#### [What you need to do]
Please copy out every line of the listing below, keeping all of its text, and shift each point by adding 25 to both of its pixel coordinates. Leave the pictures out.

#### [Material supplied]
┄┄┄┄┄┄┄┄┄┄
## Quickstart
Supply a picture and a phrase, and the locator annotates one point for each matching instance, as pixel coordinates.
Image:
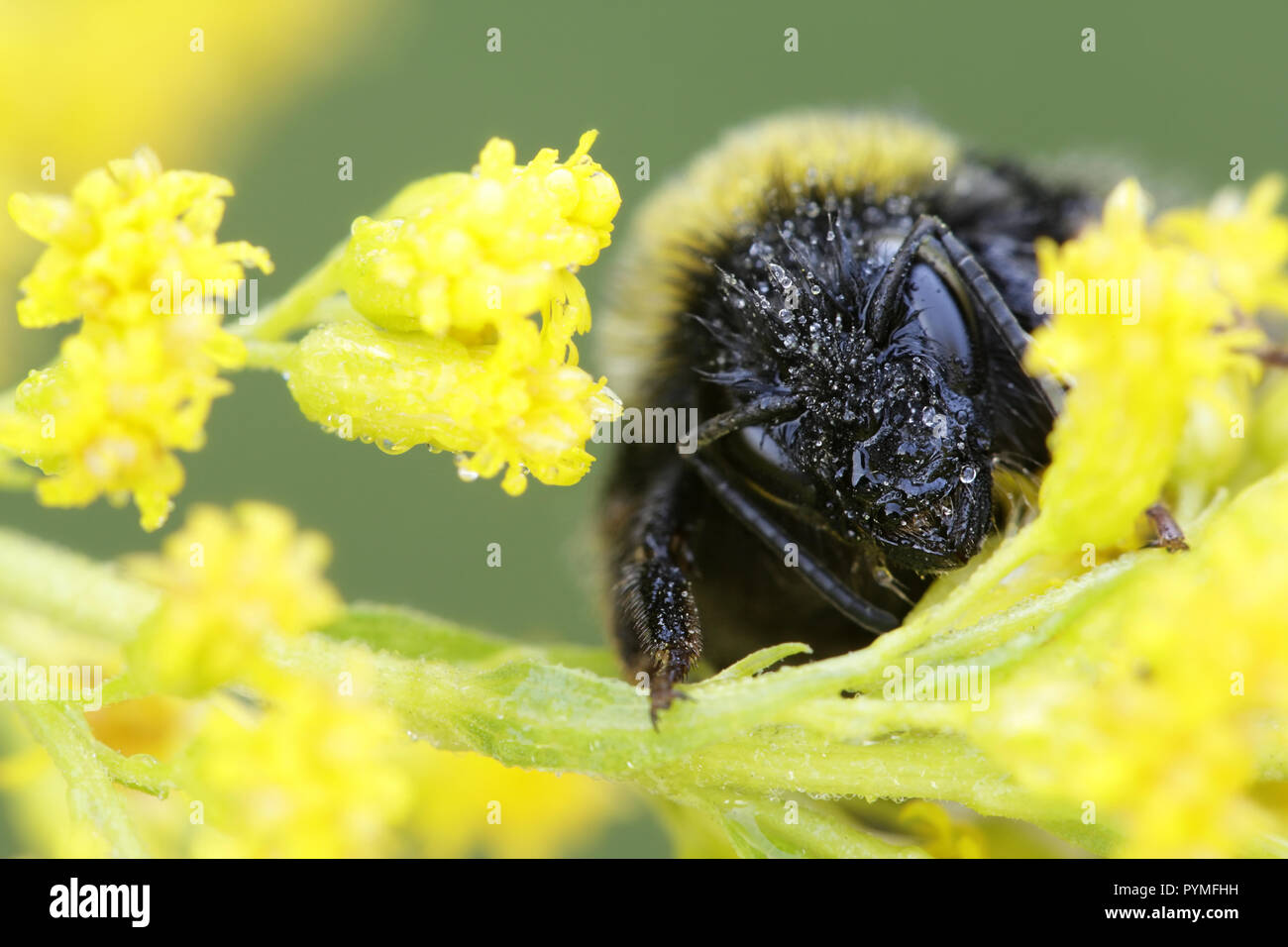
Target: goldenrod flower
(314, 776)
(1155, 701)
(1247, 240)
(138, 380)
(483, 250)
(121, 231)
(107, 415)
(455, 285)
(1172, 341)
(228, 581)
(472, 804)
(399, 389)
┄┄┄┄┄┄┄┄┄┄
#### [Exercise response]
## Quickstart
Supply a picture and a phrase, and the locator annotates one point for each matching instance, as pixel coordinates.
Image:
Target: goldenrod flower
(339, 801)
(1180, 726)
(1272, 265)
(163, 405)
(508, 275)
(146, 256)
(132, 440)
(480, 310)
(1197, 366)
(253, 606)
(497, 829)
(424, 414)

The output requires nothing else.